**To do**
Reproduce all of the items below word for word, omitting the picture.
##############################
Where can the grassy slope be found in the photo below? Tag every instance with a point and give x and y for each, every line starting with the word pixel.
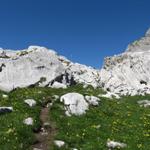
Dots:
pixel 120 120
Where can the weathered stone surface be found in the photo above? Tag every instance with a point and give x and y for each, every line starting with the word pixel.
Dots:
pixel 92 100
pixel 129 72
pixel 59 143
pixel 4 110
pixel 39 66
pixel 113 144
pixel 30 102
pixel 28 121
pixel 74 103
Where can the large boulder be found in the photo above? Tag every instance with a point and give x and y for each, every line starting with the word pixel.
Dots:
pixel 74 103
pixel 39 66
pixel 129 73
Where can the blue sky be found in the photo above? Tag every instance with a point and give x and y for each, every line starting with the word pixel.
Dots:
pixel 85 31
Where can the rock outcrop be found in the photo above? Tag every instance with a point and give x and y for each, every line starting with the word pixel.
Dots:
pixel 129 73
pixel 39 66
##############################
**Written response**
Where can the grassy slope be found in the photo below? Tag every instance with a point and give x and y for each, every line starting with the word pixel.
Dots:
pixel 120 120
Where can the weathered stone surface be found in the photo above? Tag every instance with a point and give x and y for each, every line starting with the word pixel.
Dots:
pixel 92 100
pixel 129 72
pixel 59 143
pixel 4 110
pixel 39 66
pixel 113 144
pixel 30 102
pixel 28 121
pixel 74 103
Where can the large boulder be found in the photo above? Tag every instance with a point and give x and y for each, every line starting with the word pixel.
Dots:
pixel 74 103
pixel 39 66
pixel 129 73
Where can the blue sky be found in the photo above? Tag every instance with a point and give x and y for each, every line starting with the word pixel.
Dots:
pixel 85 31
Where can the rock outcrop be found in the photo above? Tag every instance with a point and give x and y for each, every line starting with the word pixel.
Dots:
pixel 129 73
pixel 39 66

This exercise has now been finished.